• [Task details] The answer is an exact repeat of the entries below, with the pictures omitted.

• [Dataset entries]
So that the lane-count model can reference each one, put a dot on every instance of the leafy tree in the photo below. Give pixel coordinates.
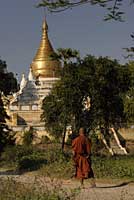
(113, 6)
(104, 80)
(129, 97)
(8, 83)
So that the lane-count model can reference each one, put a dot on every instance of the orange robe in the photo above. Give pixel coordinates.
(82, 150)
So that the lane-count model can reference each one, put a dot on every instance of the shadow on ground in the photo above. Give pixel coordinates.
(11, 172)
(117, 186)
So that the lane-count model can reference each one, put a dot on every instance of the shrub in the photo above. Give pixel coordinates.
(31, 162)
(28, 136)
(45, 139)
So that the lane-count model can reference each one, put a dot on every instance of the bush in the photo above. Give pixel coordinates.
(31, 162)
(45, 139)
(12, 154)
(28, 136)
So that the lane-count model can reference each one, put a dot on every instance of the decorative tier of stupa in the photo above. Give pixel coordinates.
(25, 105)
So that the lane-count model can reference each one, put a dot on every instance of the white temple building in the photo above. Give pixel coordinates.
(25, 106)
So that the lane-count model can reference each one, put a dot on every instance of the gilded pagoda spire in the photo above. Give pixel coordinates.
(42, 64)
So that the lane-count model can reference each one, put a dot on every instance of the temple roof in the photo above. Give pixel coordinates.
(42, 64)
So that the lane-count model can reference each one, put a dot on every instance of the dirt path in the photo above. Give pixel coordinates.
(105, 190)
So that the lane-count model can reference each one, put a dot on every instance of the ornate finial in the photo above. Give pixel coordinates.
(45, 26)
(23, 82)
(42, 65)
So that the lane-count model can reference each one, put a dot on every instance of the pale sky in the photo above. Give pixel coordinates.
(81, 28)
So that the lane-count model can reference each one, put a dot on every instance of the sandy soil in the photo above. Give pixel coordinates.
(105, 189)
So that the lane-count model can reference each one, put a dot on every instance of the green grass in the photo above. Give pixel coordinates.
(50, 161)
(14, 190)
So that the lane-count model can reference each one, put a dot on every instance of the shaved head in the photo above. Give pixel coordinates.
(82, 131)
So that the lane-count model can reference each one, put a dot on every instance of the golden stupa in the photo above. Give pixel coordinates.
(42, 64)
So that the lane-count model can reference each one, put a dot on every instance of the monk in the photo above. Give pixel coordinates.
(81, 147)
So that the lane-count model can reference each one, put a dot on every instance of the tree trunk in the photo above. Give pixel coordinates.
(63, 139)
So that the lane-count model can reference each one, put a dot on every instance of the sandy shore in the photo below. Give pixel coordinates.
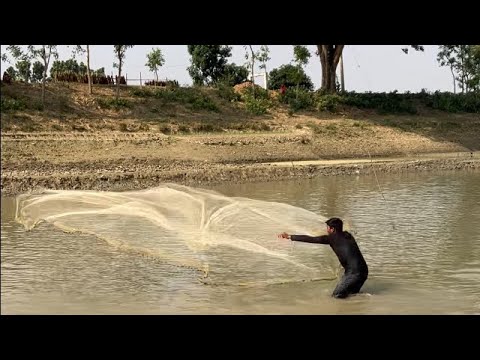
(119, 162)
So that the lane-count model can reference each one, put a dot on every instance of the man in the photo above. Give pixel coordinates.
(348, 253)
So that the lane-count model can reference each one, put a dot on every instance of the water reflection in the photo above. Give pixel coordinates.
(418, 233)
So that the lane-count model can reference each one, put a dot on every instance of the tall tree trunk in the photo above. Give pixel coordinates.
(342, 76)
(253, 74)
(88, 71)
(454, 84)
(43, 83)
(118, 79)
(329, 58)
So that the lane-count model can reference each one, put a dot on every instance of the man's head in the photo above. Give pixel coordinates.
(334, 225)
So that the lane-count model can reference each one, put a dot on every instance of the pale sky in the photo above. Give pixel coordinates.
(375, 68)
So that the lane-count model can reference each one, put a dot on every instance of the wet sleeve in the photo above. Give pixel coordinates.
(311, 239)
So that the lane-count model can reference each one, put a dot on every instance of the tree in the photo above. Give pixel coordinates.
(301, 55)
(250, 56)
(329, 58)
(234, 74)
(208, 63)
(24, 72)
(155, 60)
(463, 61)
(80, 49)
(12, 73)
(42, 52)
(289, 75)
(37, 71)
(263, 57)
(120, 51)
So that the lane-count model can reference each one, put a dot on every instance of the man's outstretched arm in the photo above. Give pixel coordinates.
(323, 239)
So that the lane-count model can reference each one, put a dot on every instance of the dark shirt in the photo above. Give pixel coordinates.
(344, 246)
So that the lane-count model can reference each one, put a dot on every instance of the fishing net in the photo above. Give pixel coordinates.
(232, 240)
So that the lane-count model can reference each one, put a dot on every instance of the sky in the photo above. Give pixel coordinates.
(376, 68)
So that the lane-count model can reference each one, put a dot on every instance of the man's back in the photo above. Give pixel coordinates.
(348, 253)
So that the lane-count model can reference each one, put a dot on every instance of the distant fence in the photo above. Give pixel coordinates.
(148, 81)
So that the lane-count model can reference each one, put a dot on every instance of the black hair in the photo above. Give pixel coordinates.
(336, 223)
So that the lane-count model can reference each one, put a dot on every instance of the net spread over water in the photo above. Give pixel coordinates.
(232, 240)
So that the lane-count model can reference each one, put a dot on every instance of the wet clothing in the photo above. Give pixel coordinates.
(345, 247)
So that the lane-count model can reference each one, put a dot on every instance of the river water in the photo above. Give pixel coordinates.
(419, 233)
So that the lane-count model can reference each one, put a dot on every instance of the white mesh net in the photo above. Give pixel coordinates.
(233, 240)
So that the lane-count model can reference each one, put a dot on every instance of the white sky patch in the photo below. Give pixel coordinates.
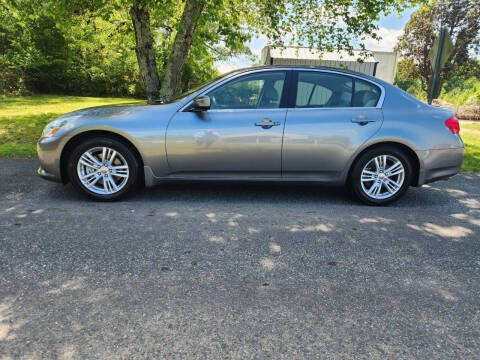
(388, 41)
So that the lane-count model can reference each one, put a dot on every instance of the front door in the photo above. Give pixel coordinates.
(333, 115)
(240, 136)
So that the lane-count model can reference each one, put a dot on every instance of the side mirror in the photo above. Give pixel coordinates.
(201, 103)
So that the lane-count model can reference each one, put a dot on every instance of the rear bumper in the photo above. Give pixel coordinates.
(439, 164)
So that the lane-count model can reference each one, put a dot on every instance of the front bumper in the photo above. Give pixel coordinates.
(439, 164)
(49, 152)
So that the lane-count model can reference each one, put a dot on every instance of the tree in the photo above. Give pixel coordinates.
(462, 20)
(325, 24)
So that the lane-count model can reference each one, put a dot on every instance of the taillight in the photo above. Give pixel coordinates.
(453, 125)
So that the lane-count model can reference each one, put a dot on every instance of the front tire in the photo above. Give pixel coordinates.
(103, 169)
(381, 176)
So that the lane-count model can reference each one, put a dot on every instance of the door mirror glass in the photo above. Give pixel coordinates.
(318, 89)
(201, 103)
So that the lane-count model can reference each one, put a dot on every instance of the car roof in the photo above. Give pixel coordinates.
(307, 67)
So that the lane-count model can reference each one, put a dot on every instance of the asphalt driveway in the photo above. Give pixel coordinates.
(237, 271)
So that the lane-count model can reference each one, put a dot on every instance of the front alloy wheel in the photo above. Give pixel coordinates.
(102, 168)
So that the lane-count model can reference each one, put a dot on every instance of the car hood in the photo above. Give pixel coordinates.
(129, 112)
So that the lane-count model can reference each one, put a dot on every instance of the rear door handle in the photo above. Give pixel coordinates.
(362, 120)
(267, 123)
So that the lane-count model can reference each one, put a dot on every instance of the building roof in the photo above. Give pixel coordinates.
(305, 53)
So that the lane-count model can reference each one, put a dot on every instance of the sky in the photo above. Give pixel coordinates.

• [Result for this task]
So that the lane-count model can reference each one, put a dot on every instance of the leafy tree in the photo below. Give pixel coordinates.
(113, 6)
(104, 80)
(129, 97)
(8, 83)
So that the lane-count model can reference each one, put a dot on every instance of the orange robe in the photo above. Give pixel coordinates.
(82, 150)
So that the lane-count model can reference each one, put a dot on every instance of the shadow on ground in the photo above. Give pixel coordinates.
(11, 172)
(117, 186)
So that the lane-count model can reference each one, put a dot on every instance of the shrub in the photo above. Give pixel coordinates.
(31, 162)
(28, 136)
(45, 139)
So that the lane-count model can reference each one, put a dot on every instance of the bush in the photo above. Give pixel coordinates.
(31, 162)
(45, 139)
(12, 154)
(28, 136)
So that the lane-count model can reference each one, put a dot on every instance of the decorative tier of stupa in the photo above. Give pixel coordinates.
(25, 105)
So that the lane-count model can reference each one, put a dot on every instance of the white temple building in the photo above. Give pixel coordinates.
(25, 106)
So that the lane-count model can reference each one, put a dot on every instance of the gilded pagoda spire in the photo above. Give pixel coordinates.
(42, 64)
So that the lane-count model can reference each one, put a dot on every instance of the temple roof in the photo above. Give pixel coordinates.
(42, 64)
So that the lane-count model can reference each one, put a dot on every instance of the dirt path in the photo above. Give pixel coordinates.
(105, 190)
So that the lane-count model can reference each one, put a dot on every instance of the ornate finial in the photo above. Give pixel coordinates.
(45, 26)
(23, 82)
(42, 65)
So that the lane-count model can reference each one, put a dot on every instance of the pale sky in the photo above. Give pixel coordinates.
(81, 28)
So that the lane-count model can reference each one, put a dot on every instance of the sandy soil in the photo above. Give pixel coordinates.
(105, 189)
So that the lane-count model can reference each one, put a dot on every instance of the green grass in the photo above. Give pixel coordinates.
(50, 161)
(14, 190)
So that the lane-count model can reference each one, put a dot on every instance of the shaved head in the photo above. Give pixel coordinates.
(82, 131)
So that the lane-count model can reference each one, put a dot on every instance of the golden stupa in the photo above. Give pixel coordinates.
(42, 64)
So that the lane-count model can reference each one, put a dot on every instance of the monk in the photo above. Give pixel coordinates.
(81, 147)
So that the lane-count model can reference each one, put a dot on every instance of the tree trunk in the photo above. Give pixel coordinates.
(63, 139)
So that the lane-count model can reference each one, put a dot on every instance of the sandy shore in the photo below. Give pixel coordinates.
(119, 162)
So that the lane-count model can reference each one, put a dot on every instance of the man in the photo above. Give pixel coordinates.
(348, 253)
So that the lane-count model can reference each one, put a dot on every instance of the water reflection in the photo above. Give pixel coordinates.
(418, 233)
So that the lane-count model can reference each one, put a dot on every instance of the tall tree trunk in the photo above. Give pixel coordinates.
(342, 76)
(253, 74)
(88, 71)
(454, 84)
(43, 83)
(118, 79)
(329, 58)
So that the lane-count model can reference each one, put a dot on every instance of the man's head in the photo above. Give pixel coordinates.
(334, 225)
So that the lane-count model can reference each one, put a dot on every instance of the pale sky in the photo above. Give pixel coordinates.
(375, 68)
So that the lane-count model can reference each one, put a dot on every instance of the wet sleeve in the photo above. Give pixel coordinates.
(311, 239)
So that the lane-count model can reference each one, put a dot on every instance of the tree in the photo above. Give pixel coordinates.
(301, 55)
(250, 56)
(329, 58)
(234, 74)
(208, 63)
(24, 72)
(155, 60)
(463, 61)
(80, 49)
(12, 73)
(42, 52)
(289, 75)
(37, 71)
(263, 57)
(120, 51)
So that the lane-count model can reference each one, put a dot on every instance of the man's outstretched arm in the photo above. Give pixel coordinates.
(323, 239)
So that the lane-count model can reference each one, put a dot on every instance of the dark shirt in the photo above. Give pixel coordinates.
(344, 246)
So that the lane-count model can reference each one, put a dot on every instance of the fishing net in the photo above. Give pixel coordinates.
(232, 240)
So that the lane-count model can reference each one, put a dot on every instance of the sky in the photo above. Give pixel coordinates.
(376, 68)
So that the lane-count model can reference each one, put a dot on every instance of the man's back in the photo above. Give pixel coordinates.
(348, 253)
So that the lane-count model can reference each one, put a dot on every instance of the distant fence in the photo above. Give pixel coordinates.
(148, 81)
So that the lane-count model can reference each one, put a dot on every instance of the black hair in the photo above. Give pixel coordinates.
(336, 223)
So that the lane-count model can reference each one, put a dot on every instance of the net spread over water in the photo above. Give pixel coordinates.
(232, 240)
So that the lane-count model can reference each one, put a dot on every instance of the wet clothing in the photo above. Give pixel coordinates.
(345, 247)
So that the lane-count model can reference each one, put a dot on every instance of the river water in the photo above. Give pixel coordinates.
(419, 233)
So that the lane-count model can reference each one, put a dot on every instance of the white mesh net in the photo above. Give pixel coordinates.
(233, 240)
So that the lane-count model can reference each one, put a dot on every instance of the white sky patch in the photo below. Give pixel coordinates.
(388, 41)
So that the lane-count model can reference each one, put a dot on every instance of the front door in the photo above. Give pixel coordinates.
(333, 115)
(240, 136)
So that the lane-count model can reference each one, put a dot on every instance of the side mirror in the photo above. Give pixel coordinates.
(201, 103)
So that the lane-count model can reference each one, put a dot on every instance of the rear bumper in the photo above. Give pixel coordinates.
(439, 164)
So that the lane-count model can reference each one, put a dot on every instance of the front bumper in the photo above. Give pixel coordinates.
(439, 164)
(49, 152)
So that the lane-count model can reference each one, put a dot on every instance of the tree in the photo above. Give pixel coordinates.
(462, 20)
(325, 24)
So that the lane-count model can reference each one, put a dot on every instance of the taillight in the photo above. Give pixel coordinates.
(453, 125)
So that the lane-count model can reference each one, put a dot on every instance of the front tire in the photo above. Give pixel coordinates.
(103, 169)
(381, 176)
So that the lane-count model can reference each one, put a dot on every instance of the door mirror glass in the photo above. Give pixel coordinates.
(318, 89)
(201, 103)
So that the lane-count model can reference each one, put a dot on every instance of the car roof in the photo above. Give pixel coordinates.
(307, 67)
So that the lane-count model can reference each one, put a dot on every instance of the asphalt driveway in the photo above. Give pixel coordinates.
(237, 271)
So that the lane-count model can reference each one, put a dot on every instance of the front alloy wheel in the photo above. Give pixel coordinates.
(102, 168)
So that the lane-count model can reference each one, put a dot on every instance of the car hood in the photo above. Give pixel coordinates.
(129, 112)
So that the lane-count model can reference each one, put a dot on every instance of the rear door handle in the photo above. Give pixel coordinates.
(362, 120)
(267, 123)
So that the lane-count model can reference each one, put a dot on every instance of the building roof in the photo above. Give pixel coordinates.
(305, 53)
So that the lane-count model can reference each one, put a dot on every instance of the sky in the photo above. Give pixel coordinates.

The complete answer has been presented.